The lines to return are the one containing "Labeling batch C. For the image above, tag the building in" and all that follow it in the entries below, duplicated exactly and nothing else.

Entries taken from a collection:
Segment Open

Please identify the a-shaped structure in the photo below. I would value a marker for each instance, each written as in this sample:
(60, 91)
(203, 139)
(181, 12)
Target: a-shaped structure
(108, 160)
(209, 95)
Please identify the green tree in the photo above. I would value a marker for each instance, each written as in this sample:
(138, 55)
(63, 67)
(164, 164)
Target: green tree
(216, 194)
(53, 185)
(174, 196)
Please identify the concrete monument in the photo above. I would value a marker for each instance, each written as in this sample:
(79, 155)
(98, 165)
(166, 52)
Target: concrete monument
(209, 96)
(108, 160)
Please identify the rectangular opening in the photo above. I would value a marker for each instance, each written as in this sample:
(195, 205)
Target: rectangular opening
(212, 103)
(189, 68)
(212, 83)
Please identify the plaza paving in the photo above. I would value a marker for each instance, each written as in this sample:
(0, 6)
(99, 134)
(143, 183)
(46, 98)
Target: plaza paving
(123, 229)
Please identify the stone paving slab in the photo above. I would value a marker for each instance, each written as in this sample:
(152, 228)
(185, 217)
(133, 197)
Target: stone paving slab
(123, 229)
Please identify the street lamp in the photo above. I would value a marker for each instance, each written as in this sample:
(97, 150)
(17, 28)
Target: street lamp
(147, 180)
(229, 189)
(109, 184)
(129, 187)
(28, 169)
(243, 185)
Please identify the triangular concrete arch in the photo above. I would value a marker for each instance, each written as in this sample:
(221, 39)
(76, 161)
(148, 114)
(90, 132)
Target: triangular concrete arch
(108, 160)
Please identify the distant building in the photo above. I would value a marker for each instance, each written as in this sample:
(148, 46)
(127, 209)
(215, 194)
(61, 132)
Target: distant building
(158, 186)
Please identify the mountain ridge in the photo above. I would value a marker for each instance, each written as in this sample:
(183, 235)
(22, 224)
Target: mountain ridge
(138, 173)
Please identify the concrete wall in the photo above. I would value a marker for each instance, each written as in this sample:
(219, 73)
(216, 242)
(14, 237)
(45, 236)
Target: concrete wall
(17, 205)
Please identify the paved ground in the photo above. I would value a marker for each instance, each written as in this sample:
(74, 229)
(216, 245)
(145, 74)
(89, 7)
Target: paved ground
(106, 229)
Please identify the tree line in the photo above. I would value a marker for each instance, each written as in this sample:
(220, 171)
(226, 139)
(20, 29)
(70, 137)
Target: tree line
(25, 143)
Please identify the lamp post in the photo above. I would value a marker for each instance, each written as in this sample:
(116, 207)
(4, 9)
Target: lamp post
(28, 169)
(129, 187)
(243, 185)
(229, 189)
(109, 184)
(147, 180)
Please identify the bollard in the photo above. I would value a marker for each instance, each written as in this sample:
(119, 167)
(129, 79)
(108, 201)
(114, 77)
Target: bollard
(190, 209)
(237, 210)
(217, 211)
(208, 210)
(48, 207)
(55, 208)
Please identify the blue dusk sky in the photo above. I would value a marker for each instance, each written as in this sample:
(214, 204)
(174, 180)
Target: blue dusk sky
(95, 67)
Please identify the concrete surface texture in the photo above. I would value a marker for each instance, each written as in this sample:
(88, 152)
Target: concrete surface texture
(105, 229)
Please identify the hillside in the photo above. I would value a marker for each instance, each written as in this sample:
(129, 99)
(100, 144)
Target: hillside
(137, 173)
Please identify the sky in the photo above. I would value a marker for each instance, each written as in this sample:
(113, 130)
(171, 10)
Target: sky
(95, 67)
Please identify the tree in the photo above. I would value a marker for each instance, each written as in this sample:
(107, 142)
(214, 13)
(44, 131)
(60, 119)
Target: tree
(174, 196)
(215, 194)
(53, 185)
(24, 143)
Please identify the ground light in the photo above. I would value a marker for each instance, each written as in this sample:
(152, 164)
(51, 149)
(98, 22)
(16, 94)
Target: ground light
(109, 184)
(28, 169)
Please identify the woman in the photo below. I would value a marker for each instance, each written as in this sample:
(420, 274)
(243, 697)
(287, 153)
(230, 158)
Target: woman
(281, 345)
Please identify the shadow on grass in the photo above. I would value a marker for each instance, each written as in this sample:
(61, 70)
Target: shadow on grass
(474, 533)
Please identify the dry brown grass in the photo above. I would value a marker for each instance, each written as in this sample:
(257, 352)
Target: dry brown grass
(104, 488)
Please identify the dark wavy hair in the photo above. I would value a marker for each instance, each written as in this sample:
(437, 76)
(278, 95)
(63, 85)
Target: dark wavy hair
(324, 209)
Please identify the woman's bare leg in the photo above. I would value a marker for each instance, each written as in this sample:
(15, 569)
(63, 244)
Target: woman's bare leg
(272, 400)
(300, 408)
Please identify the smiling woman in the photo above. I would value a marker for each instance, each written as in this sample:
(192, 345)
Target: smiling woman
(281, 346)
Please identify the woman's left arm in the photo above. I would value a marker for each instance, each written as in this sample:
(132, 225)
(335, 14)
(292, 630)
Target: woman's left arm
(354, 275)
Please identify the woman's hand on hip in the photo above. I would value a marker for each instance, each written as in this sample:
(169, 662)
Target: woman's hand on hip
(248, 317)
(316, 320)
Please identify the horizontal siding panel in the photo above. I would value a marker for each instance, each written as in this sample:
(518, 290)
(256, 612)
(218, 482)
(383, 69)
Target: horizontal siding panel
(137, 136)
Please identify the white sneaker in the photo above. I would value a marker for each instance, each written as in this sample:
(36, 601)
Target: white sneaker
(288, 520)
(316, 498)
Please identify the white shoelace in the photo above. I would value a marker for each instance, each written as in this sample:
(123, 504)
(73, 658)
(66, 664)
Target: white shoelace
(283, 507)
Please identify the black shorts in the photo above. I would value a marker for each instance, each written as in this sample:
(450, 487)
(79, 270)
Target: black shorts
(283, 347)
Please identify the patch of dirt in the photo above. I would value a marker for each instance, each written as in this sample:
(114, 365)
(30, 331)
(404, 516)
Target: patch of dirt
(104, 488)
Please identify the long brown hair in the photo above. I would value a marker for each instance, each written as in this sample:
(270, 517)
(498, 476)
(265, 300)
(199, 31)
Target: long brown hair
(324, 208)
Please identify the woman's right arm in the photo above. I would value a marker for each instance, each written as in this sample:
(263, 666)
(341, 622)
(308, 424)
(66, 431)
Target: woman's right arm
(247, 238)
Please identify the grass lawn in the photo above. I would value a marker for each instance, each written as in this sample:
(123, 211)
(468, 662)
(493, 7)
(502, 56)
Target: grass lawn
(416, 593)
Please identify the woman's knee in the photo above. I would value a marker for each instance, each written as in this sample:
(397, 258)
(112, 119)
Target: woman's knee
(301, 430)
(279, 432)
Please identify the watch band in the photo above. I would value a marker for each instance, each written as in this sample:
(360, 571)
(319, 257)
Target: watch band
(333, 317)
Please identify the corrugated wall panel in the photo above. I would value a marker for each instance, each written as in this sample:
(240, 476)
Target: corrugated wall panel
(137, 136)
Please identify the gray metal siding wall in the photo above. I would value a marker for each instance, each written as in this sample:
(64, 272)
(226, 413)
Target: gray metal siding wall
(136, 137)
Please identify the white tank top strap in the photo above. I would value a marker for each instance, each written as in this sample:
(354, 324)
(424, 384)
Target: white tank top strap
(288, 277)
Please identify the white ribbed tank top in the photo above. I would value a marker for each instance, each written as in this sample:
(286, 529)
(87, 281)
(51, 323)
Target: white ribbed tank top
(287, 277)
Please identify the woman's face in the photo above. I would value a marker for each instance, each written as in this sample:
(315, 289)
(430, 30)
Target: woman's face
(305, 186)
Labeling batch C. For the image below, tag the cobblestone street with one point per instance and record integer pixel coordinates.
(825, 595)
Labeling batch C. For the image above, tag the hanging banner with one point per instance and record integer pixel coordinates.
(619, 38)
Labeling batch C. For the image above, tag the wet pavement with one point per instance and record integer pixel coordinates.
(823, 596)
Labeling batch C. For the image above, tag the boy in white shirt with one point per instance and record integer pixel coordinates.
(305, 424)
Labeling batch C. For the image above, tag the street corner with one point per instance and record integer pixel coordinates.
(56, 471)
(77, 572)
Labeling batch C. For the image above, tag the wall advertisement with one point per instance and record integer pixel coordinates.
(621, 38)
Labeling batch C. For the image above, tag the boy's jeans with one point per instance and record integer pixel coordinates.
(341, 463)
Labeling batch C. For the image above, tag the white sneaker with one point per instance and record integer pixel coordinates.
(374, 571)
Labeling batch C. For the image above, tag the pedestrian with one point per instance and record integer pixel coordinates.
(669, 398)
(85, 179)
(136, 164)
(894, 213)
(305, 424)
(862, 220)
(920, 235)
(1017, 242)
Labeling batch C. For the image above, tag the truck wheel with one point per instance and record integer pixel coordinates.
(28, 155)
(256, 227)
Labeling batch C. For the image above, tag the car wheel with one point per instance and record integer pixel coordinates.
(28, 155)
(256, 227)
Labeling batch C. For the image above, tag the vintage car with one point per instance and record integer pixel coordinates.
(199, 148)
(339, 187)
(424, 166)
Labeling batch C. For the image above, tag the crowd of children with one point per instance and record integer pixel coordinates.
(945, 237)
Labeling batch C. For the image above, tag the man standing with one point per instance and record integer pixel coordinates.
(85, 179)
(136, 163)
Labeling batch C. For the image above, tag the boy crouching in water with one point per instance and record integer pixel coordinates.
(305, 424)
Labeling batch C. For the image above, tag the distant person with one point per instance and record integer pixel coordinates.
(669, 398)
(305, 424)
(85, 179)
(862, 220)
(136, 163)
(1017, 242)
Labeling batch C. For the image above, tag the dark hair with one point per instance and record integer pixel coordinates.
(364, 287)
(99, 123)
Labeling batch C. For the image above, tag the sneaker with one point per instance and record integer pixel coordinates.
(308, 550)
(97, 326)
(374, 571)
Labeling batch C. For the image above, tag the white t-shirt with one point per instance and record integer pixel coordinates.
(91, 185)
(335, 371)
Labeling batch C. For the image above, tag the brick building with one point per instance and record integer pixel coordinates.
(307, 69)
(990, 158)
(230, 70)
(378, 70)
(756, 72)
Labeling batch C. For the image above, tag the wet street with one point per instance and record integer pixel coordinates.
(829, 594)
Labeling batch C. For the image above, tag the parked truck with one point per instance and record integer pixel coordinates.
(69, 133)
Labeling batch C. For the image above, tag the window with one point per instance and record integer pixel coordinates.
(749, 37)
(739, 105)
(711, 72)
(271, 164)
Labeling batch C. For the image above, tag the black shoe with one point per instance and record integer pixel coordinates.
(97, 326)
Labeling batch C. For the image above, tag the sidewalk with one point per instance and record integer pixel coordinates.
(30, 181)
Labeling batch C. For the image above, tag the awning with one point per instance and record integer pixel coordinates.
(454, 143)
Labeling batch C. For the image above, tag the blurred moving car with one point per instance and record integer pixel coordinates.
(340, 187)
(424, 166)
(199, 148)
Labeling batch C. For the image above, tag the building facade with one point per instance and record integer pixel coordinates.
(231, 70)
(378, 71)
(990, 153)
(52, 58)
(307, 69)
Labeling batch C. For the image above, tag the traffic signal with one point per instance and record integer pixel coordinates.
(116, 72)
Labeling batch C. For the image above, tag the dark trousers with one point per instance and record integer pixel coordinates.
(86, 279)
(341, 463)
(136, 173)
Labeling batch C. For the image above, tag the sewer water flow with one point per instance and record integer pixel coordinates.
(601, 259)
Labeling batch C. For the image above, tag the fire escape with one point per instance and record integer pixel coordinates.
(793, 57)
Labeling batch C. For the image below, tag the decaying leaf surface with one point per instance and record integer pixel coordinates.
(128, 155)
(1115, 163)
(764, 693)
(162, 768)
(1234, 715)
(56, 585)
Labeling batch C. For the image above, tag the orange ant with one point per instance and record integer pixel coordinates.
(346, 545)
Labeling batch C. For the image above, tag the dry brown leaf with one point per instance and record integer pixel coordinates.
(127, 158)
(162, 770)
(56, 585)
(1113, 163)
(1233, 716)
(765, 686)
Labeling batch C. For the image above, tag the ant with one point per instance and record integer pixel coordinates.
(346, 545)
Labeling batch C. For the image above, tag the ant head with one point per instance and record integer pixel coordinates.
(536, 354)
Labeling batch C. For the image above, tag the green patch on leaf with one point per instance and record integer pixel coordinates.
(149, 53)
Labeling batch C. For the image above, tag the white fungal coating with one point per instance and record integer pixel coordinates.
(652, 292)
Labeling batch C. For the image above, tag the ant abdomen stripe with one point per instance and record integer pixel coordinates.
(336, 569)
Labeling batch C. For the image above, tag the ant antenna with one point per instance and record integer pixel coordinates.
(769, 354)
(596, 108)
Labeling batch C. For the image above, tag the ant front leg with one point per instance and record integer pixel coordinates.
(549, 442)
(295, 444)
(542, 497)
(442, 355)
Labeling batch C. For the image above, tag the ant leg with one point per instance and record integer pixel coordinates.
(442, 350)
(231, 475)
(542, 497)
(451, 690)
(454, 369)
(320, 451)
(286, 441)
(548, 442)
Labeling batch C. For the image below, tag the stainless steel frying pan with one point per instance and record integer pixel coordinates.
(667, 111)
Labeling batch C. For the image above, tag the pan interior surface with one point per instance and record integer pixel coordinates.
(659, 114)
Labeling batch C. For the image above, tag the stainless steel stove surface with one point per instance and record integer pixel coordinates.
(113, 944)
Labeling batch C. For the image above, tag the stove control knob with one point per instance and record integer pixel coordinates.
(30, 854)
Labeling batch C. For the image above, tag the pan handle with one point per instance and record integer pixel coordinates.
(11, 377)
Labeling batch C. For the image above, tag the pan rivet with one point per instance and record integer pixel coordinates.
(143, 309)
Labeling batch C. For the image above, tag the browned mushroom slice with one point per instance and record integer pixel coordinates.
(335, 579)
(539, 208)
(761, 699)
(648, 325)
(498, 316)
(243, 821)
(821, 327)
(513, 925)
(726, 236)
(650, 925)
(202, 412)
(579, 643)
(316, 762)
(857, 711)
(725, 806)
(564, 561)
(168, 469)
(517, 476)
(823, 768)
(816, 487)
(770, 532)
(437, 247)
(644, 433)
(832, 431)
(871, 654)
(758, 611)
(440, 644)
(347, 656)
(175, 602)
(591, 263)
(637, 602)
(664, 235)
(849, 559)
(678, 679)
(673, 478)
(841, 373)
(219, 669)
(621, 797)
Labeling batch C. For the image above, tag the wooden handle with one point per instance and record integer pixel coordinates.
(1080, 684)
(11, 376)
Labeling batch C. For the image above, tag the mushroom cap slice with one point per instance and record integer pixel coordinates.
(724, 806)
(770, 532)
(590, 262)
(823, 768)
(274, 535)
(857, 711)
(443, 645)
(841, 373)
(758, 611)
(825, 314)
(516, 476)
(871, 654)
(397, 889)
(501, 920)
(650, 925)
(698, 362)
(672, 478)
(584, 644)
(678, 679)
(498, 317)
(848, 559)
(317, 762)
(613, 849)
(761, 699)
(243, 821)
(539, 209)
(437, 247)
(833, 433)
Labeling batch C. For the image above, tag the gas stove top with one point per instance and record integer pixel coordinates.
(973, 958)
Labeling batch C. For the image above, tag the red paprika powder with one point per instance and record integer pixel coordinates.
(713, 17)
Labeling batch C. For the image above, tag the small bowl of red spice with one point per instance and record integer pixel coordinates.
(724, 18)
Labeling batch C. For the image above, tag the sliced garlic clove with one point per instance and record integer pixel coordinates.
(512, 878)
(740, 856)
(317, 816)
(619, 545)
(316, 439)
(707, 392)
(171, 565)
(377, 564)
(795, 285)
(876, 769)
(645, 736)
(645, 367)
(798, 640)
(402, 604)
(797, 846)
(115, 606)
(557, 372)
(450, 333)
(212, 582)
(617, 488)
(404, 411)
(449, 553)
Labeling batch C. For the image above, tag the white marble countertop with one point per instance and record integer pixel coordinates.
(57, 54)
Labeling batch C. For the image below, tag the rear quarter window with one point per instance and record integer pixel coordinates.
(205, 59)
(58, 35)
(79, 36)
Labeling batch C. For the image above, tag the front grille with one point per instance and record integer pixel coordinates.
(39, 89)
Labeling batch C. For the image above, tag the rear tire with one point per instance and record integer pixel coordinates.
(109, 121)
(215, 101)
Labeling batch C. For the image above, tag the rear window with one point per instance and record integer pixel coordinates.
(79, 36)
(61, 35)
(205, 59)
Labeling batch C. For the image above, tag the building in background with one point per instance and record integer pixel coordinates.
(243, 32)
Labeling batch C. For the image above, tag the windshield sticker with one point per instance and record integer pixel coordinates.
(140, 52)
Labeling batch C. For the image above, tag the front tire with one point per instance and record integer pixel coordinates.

Segment Closed

* _RESPONSE_
Labeling batch C. For the image above, tag the building in background with one point per instance and record integer pixel coordinates.
(243, 32)
Labeling batch C. For the image above, tag the windshield sticker with one point per instance and record integer pixel coordinates.
(140, 52)
Labeling batch C. For the image above, tag the front tire with one point per instance and record integer pixel coordinates.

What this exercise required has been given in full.